Directions for this task: Copy out, exactly as given, every line from the line with "TARGET = arched doorway" to the end of the listing, both of those lines included.

::: Source records :::

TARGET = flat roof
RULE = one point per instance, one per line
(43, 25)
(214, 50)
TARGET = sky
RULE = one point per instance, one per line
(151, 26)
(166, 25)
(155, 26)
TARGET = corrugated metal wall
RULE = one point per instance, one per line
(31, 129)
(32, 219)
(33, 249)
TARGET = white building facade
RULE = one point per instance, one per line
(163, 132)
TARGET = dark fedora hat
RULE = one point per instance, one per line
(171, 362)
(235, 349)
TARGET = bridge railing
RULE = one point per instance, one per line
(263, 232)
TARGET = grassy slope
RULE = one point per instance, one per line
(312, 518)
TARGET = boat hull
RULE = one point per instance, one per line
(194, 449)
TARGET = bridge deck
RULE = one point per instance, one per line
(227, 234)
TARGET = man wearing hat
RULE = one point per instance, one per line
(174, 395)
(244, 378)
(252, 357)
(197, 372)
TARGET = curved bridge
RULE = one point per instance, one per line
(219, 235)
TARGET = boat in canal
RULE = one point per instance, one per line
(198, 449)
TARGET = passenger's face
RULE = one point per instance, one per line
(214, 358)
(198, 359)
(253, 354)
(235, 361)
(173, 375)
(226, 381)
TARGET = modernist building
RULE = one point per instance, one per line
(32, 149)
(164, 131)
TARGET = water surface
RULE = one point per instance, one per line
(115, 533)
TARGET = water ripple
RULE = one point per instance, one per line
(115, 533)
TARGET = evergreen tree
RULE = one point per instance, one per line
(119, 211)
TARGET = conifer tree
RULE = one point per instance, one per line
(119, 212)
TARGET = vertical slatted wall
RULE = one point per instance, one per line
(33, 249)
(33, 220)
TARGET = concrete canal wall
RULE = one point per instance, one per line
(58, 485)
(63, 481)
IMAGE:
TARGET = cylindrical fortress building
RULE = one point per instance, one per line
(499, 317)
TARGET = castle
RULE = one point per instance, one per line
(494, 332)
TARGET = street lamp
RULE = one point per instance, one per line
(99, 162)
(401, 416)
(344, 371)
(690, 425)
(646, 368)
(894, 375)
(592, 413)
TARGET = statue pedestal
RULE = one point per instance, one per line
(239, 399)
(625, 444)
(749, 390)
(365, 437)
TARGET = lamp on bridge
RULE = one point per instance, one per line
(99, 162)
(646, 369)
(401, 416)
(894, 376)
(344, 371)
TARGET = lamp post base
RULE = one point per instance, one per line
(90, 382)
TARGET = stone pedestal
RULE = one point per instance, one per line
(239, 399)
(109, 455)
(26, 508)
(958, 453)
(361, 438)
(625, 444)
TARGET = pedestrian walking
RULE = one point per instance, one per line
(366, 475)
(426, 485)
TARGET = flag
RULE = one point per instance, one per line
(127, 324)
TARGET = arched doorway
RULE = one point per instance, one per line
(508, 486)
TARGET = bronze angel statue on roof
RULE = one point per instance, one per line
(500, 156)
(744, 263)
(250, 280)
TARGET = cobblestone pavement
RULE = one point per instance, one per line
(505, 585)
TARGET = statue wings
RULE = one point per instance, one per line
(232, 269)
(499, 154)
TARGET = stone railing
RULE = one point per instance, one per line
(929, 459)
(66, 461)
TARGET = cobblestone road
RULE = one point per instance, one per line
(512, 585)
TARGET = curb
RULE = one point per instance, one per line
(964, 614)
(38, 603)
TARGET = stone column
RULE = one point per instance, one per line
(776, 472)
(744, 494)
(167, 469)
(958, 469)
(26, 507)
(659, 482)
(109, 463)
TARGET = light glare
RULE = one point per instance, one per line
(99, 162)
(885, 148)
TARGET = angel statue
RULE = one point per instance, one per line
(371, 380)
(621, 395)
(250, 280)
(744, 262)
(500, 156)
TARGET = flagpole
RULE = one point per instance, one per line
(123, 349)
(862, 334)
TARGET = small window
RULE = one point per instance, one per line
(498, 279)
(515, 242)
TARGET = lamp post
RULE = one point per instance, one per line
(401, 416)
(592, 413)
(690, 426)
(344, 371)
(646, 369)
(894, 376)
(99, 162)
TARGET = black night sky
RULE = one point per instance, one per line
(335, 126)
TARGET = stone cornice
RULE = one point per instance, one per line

:::

Solution for this problem:
TARGET = arched doorway
RULE = one point per instance, one per line
(508, 486)
TARGET = bronze angel statue on roof
RULE = one point per instance, one per line
(500, 156)
(744, 263)
(250, 280)
TARGET = cobblestone pavement
RULE = one point per instance, one per line
(505, 585)
TARGET = statue wings
RULE = one point per instance, one per line
(232, 269)
(499, 154)
TARGET = stone railing
RULE = one point per instance, one per line
(929, 459)
(66, 461)
TARGET = cobblestone road
RULE = one point per instance, one per line
(512, 585)
TARGET = curb
RULE = one point per instance, one per line
(964, 614)
(38, 603)
TARGET = stone column
RULE = one point per instance, one per line
(776, 472)
(744, 494)
(167, 469)
(958, 469)
(26, 507)
(659, 482)
(109, 463)
TARGET = light glare
RULE = one point per instance, one per line
(99, 162)
(885, 148)
TARGET = angel statue
RULE = one point per instance, one per line
(371, 380)
(621, 395)
(250, 280)
(744, 262)
(500, 156)
TARGET = flagpole
RULE = one point per instance, one per line
(123, 349)
(862, 334)
TARGET = small window
RULE = one point per instance, one per line
(498, 279)
(515, 242)
TARGET = lamp post
RULE = one point per instance, one per line
(401, 416)
(592, 413)
(690, 426)
(344, 371)
(646, 369)
(894, 376)
(99, 162)
TARGET = black night sky
RULE = one point per instance, one per line
(335, 126)
TARGET = stone cornice
RULE = one point per instance, one per line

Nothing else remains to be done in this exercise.